(Referring expression data)
##############################
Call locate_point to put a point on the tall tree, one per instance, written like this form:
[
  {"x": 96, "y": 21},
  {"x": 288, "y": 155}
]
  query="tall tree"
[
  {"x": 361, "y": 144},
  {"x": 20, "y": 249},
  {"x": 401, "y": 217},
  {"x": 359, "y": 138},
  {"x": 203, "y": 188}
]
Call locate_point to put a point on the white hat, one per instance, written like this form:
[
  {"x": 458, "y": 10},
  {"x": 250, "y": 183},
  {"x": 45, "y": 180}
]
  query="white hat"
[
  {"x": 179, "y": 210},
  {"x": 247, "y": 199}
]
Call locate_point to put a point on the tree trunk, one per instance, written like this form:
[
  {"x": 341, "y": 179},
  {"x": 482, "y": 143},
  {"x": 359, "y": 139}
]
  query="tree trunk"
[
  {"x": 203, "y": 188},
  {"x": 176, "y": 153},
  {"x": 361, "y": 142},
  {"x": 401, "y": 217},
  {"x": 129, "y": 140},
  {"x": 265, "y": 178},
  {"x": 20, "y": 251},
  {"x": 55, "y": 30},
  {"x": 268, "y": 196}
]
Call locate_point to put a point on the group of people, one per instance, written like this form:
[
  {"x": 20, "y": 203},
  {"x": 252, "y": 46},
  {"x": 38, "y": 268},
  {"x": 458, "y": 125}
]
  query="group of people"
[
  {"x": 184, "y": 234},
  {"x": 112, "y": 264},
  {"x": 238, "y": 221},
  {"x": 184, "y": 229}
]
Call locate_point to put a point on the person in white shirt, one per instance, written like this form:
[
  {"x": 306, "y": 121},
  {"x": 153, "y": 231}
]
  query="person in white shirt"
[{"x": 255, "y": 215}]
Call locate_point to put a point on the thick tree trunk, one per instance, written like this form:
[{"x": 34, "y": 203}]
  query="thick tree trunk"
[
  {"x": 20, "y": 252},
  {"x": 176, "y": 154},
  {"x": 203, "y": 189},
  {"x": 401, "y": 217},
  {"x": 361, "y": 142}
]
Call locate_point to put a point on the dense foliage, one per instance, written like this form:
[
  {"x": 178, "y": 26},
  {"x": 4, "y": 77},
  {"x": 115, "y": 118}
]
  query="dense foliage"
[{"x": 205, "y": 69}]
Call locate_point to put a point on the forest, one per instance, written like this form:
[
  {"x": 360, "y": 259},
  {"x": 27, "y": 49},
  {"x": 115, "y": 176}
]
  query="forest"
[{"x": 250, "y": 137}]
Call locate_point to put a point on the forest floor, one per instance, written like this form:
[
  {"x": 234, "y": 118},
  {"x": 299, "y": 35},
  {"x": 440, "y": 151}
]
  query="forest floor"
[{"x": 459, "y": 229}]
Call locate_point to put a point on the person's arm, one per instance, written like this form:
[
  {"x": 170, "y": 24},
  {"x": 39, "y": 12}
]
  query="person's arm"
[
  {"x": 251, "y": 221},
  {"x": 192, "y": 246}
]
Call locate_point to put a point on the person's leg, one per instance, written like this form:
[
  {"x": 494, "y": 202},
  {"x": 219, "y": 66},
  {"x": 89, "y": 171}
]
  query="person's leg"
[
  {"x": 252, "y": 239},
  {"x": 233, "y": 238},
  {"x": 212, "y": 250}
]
##############################
▶ Task statement:
Each record above, from first to last, should be written out again exactly.

▶ Written solution:
Call locate_point to put a point on the tall tree, one per instance, written like this form:
[
  {"x": 96, "y": 21},
  {"x": 288, "y": 155}
]
  query="tall tree"
[
  {"x": 361, "y": 144},
  {"x": 20, "y": 249},
  {"x": 401, "y": 217},
  {"x": 359, "y": 138},
  {"x": 203, "y": 188}
]
Call locate_point to put a point on the white hat, one per instance, written like this form:
[
  {"x": 458, "y": 10},
  {"x": 250, "y": 183},
  {"x": 45, "y": 180}
]
  query="white hat"
[
  {"x": 179, "y": 210},
  {"x": 247, "y": 199}
]
Call locate_point to put a point on the tree trunk, one per instance, written like this form:
[
  {"x": 341, "y": 179},
  {"x": 482, "y": 143},
  {"x": 359, "y": 139}
]
  query="tree trunk"
[
  {"x": 203, "y": 188},
  {"x": 176, "y": 153},
  {"x": 361, "y": 142},
  {"x": 401, "y": 217},
  {"x": 129, "y": 140},
  {"x": 265, "y": 178},
  {"x": 20, "y": 251},
  {"x": 55, "y": 30},
  {"x": 268, "y": 196}
]
Call locate_point to put a point on the group of people, one per instance, written like this form:
[
  {"x": 20, "y": 203},
  {"x": 252, "y": 46},
  {"x": 38, "y": 268},
  {"x": 458, "y": 125}
]
  query="group of people"
[
  {"x": 184, "y": 234},
  {"x": 112, "y": 264},
  {"x": 238, "y": 221},
  {"x": 184, "y": 229}
]
Call locate_point to put a point on the person in white shirt, one per instance, written like this form:
[
  {"x": 306, "y": 121},
  {"x": 153, "y": 231}
]
  query="person in white shirt"
[{"x": 255, "y": 215}]
Call locate_point to put a point on the thick tree trunk, one per instance, written like this form:
[{"x": 34, "y": 203}]
  query="thick tree trunk"
[
  {"x": 20, "y": 252},
  {"x": 176, "y": 154},
  {"x": 203, "y": 189},
  {"x": 401, "y": 217},
  {"x": 361, "y": 142}
]
Call locate_point to put a point on the dense foliage, one per instance, written like this form:
[
  {"x": 178, "y": 26},
  {"x": 4, "y": 77},
  {"x": 115, "y": 118}
]
  query="dense foliage"
[{"x": 205, "y": 69}]
Call locate_point to put a point on the forest, one per instance, written like this form:
[
  {"x": 360, "y": 259},
  {"x": 27, "y": 49},
  {"x": 115, "y": 176}
]
  query="forest"
[{"x": 250, "y": 137}]
Call locate_point to put a point on the forest floor, one per instance, written like this form:
[
  {"x": 234, "y": 118},
  {"x": 299, "y": 35},
  {"x": 440, "y": 151}
]
  query="forest floor"
[{"x": 459, "y": 229}]
Call locate_point to put a point on the person's arm, one per instance, written like this form:
[
  {"x": 170, "y": 24},
  {"x": 39, "y": 12}
]
  query="person's arm"
[
  {"x": 251, "y": 221},
  {"x": 192, "y": 246}
]
Call locate_point to put a point on the person's leg, one per instance, written like this form:
[
  {"x": 494, "y": 202},
  {"x": 219, "y": 66},
  {"x": 89, "y": 171}
]
  query="person's leg"
[
  {"x": 252, "y": 239},
  {"x": 233, "y": 238},
  {"x": 212, "y": 250}
]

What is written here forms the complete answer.